Supplied information
---------------
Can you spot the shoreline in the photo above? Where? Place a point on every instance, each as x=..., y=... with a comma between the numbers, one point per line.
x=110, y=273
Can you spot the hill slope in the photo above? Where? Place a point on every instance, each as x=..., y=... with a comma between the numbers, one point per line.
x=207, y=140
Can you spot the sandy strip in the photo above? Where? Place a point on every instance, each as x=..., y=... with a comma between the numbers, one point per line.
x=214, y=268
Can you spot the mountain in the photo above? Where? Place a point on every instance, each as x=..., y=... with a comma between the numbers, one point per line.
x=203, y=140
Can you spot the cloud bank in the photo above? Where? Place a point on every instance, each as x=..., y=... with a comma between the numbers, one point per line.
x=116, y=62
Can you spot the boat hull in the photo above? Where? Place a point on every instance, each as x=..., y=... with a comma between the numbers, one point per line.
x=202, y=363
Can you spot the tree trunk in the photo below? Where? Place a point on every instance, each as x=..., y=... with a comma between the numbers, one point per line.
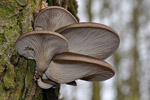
x=16, y=72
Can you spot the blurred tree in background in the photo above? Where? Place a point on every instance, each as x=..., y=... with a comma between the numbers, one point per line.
x=131, y=19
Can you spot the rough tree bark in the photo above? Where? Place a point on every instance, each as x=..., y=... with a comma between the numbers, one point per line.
x=16, y=72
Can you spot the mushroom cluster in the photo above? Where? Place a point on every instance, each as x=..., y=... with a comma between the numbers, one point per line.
x=65, y=50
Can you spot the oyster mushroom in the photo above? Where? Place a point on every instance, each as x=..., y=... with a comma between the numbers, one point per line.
x=41, y=46
x=52, y=18
x=91, y=39
x=68, y=67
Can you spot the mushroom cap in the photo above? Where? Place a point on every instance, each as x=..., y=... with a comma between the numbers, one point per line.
x=52, y=18
x=67, y=67
x=43, y=85
x=91, y=39
x=41, y=46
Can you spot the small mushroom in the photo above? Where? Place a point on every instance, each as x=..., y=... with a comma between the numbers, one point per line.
x=41, y=46
x=91, y=39
x=67, y=67
x=52, y=18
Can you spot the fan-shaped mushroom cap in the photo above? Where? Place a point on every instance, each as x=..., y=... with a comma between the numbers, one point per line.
x=52, y=18
x=67, y=67
x=43, y=85
x=41, y=46
x=91, y=39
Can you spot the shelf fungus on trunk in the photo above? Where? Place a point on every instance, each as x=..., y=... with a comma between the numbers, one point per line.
x=67, y=67
x=53, y=18
x=65, y=50
x=41, y=46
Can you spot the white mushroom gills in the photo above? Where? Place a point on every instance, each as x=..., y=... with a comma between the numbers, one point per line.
x=67, y=67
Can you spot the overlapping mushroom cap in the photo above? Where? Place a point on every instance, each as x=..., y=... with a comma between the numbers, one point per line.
x=74, y=51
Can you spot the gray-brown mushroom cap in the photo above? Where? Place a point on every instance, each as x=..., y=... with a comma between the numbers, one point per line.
x=67, y=67
x=52, y=18
x=91, y=39
x=41, y=46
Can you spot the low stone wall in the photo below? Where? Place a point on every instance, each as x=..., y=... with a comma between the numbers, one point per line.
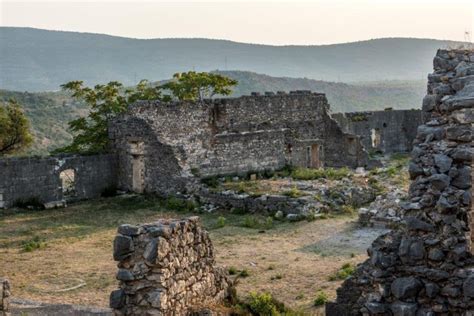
x=4, y=297
x=387, y=131
x=166, y=268
x=38, y=178
x=427, y=267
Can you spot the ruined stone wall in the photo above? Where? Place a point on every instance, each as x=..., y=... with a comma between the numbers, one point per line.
x=39, y=178
x=166, y=268
x=387, y=131
x=225, y=136
x=4, y=297
x=427, y=268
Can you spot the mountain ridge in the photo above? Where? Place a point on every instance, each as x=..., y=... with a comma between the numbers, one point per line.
x=41, y=60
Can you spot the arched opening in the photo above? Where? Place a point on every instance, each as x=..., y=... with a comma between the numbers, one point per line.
x=68, y=182
x=375, y=137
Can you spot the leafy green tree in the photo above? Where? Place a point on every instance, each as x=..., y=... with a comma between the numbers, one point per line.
x=106, y=102
x=15, y=135
x=192, y=86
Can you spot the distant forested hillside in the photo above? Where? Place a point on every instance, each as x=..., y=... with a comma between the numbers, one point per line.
x=50, y=111
x=41, y=60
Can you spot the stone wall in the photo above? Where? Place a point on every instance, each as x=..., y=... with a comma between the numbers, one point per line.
x=387, y=131
x=226, y=136
x=166, y=268
x=23, y=179
x=4, y=297
x=427, y=268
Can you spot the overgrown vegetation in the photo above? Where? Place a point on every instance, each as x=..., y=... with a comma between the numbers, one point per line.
x=15, y=135
x=326, y=173
x=343, y=273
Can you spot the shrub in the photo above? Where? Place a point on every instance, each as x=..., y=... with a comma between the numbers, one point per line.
x=177, y=204
x=232, y=271
x=33, y=244
x=221, y=221
x=321, y=298
x=327, y=173
x=263, y=304
x=293, y=193
x=343, y=273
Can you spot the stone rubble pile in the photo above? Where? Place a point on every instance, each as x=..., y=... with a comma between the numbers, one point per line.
x=166, y=268
x=4, y=297
x=427, y=267
x=386, y=211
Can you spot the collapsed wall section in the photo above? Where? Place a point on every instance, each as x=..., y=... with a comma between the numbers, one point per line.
x=388, y=131
x=427, y=267
x=166, y=268
x=53, y=180
x=182, y=140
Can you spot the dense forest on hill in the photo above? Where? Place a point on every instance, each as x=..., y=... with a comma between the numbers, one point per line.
x=41, y=60
x=50, y=112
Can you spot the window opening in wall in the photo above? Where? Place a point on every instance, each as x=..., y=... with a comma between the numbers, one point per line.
x=308, y=157
x=137, y=151
x=68, y=182
x=375, y=137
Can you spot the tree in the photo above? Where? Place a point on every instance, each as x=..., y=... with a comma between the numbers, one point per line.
x=15, y=135
x=192, y=86
x=106, y=102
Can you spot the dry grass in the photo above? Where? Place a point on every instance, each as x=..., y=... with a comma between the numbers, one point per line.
x=79, y=248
---------------
What the task requires
Make an exact copy of the data, leaving its pictures out.

Finished task
Can you spot the shoreline in the photo above? Where? Place a point on every instance, each as x=..., y=... with a comma between the numbers, one point per line.
x=110, y=273
Can you spot the hill slope in the photo above? Where? Place a point on every instance, each as x=..., y=... with a comma between the numbers, one point per line.
x=207, y=140
Can you spot the sandy strip in the photo above? Where? Place a point on every instance, each as x=..., y=... with a comma between the numbers, one point per line.
x=214, y=268
Can you spot the mountain in the photo above? Where? Place a point on every instance, each as x=..., y=... with a comma between the numbers, one point per line.
x=203, y=140
Can you spot the cloud bank in the photo above? Where? Place a point on every instance, each as x=..., y=... with a comma between the numbers, one point per line.
x=116, y=62
Can you spot the boat hull in the photo above? Where? Place a point on every instance, each as x=..., y=... with a comma between the numbers, one point per line.
x=202, y=363
Can you spot the tree trunk in the photo below? Where? Place a point on every instance, each as x=..., y=... with a comma between the numbers, one point per line.
x=16, y=72
Can you spot the blurred tree in background in the photo above? Where? Place a point on every instance, each as x=..., y=... with a comma between the numbers, one point per line.
x=131, y=19
Can you spot the rough tree bark in the photo above? Where? Place a point on every instance, each as x=..., y=... with a comma between the numbers, one point per line.
x=16, y=72
Can you spot the mushroom cluster in the photo above? Where? Place a point on every instance, each as x=..., y=... with a comma between the numbers, one point per line.
x=65, y=50
Can you spot the oyster mushroom in the photo above? Where? Place a point on every instance, each as x=..., y=... with a comma between the numbers, one point per line.
x=41, y=46
x=52, y=18
x=91, y=39
x=68, y=67
Can you spot the mushroom cap in the photo above? Where? Place a point on every instance, each as x=..., y=... with a comma between the numbers, one point per line.
x=52, y=18
x=67, y=67
x=43, y=85
x=91, y=39
x=41, y=46
Can you spot the small mushroom in the photo above? Where? Place a point on every instance, each as x=..., y=... with a comma between the numbers, one point per line.
x=41, y=46
x=91, y=39
x=67, y=67
x=52, y=18
Can you spot the fan-shaped mushroom cap in the photo above? Where? Place a point on every instance, each as x=..., y=... with a comma between the numbers, one point per line.
x=52, y=18
x=67, y=67
x=43, y=85
x=41, y=46
x=91, y=39
Can you spot the shelf fungus on trunk in the photo above? Where? Place a point on every instance, each as x=..., y=... with a comma between the numbers, one point per line.
x=67, y=67
x=53, y=18
x=65, y=50
x=41, y=46
Can you spot the white mushroom gills in the photo above? Where? Place a point on every instance, each as x=..., y=... with a comma between the numbers, one point per line.
x=67, y=67
Can you spot the overlapping mushroom cap in the photo above? Where? Place a point on every instance, each as x=..., y=... with a comma between the numbers, one point per line.
x=74, y=51
Can you spot the gray-brown mushroom cap in the photo above? Where? Place a point on every instance, each as x=..., y=... with a comma between the numbers, one point per line.
x=67, y=67
x=52, y=18
x=91, y=39
x=41, y=46
Can you spot the low stone wall in the photo below? Where? Place a point on every instance, each as x=..., y=... with a comma between the numbers, one point per line.
x=4, y=297
x=387, y=131
x=166, y=268
x=38, y=178
x=427, y=267
Can you spot the ruined stone wall in the photo above? Where? Place a point on every instance, each as x=..., y=... with a comma between the numbers, one point per line.
x=39, y=178
x=166, y=268
x=387, y=131
x=225, y=136
x=4, y=297
x=427, y=268
Can you spot the mountain ridge in the photo above? Where? Place a point on every instance, each as x=..., y=... with a comma between the numbers, one point per line.
x=41, y=60
Can you spot the arched opening in the photo above? Where? Place a point on every instance, each as x=..., y=... with a comma between the numbers, one point per line.
x=68, y=182
x=375, y=137
Can you spot the leafy green tree in the photo above? Where? Place a point on every instance, each as x=..., y=... with a comma between the numbers, one point per line.
x=106, y=102
x=15, y=135
x=192, y=86
Can you spot the distant forested hillside in the photo above? Where? Place a point on every instance, each as x=..., y=... with a comma between the numbers, one point per line.
x=50, y=111
x=41, y=60
Can you spot the stone wall in the photo above? Where? Place a point on every instance, each as x=..., y=... with a comma between the numbers, one point per line.
x=387, y=131
x=226, y=136
x=166, y=268
x=23, y=179
x=4, y=297
x=427, y=268
Can you spot the overgrown vegetation in the photo above? Where? Place a point on every instance, each as x=..., y=... with a comma between the numbers, one point per line.
x=15, y=135
x=326, y=173
x=343, y=273
Can you spot the shrub in the photo above? Where? Place a point on every instance, each as x=..., y=... with a comma between the numbers, one point per line.
x=177, y=204
x=232, y=271
x=33, y=244
x=221, y=221
x=321, y=298
x=327, y=173
x=263, y=304
x=293, y=193
x=343, y=273
Can you spot the stone rubble pile in the photo above? Where? Place a point on every instance, each as x=..., y=... with a comma between the numbers, one point per line.
x=166, y=268
x=4, y=297
x=427, y=267
x=386, y=211
Can you spot the collapsed wall section in the photo above? Where? Place a point on every instance, each as x=..., y=... with a comma between the numbers, one point per line.
x=388, y=131
x=427, y=267
x=166, y=268
x=53, y=180
x=182, y=140
Can you spot the dense forest on hill in the photo above? Where? Place a point on every instance, each as x=..., y=... with a comma between the numbers, one point per line.
x=41, y=60
x=50, y=112
Can you spot the window opening in wall in the photo above? Where? Place a point on every instance, each as x=..., y=... with a comma between the numbers, one point per line.
x=308, y=157
x=137, y=151
x=68, y=182
x=375, y=137
Can you spot the tree in the photo above? Where? Place a point on every instance, each as x=..., y=... with a comma between the numbers, one point per line.
x=15, y=135
x=192, y=86
x=106, y=102
Can you spot the dry grass in the photo above? Where? Place a point on every instance, each as x=..., y=... with a comma between the numbers, one point per line.
x=79, y=248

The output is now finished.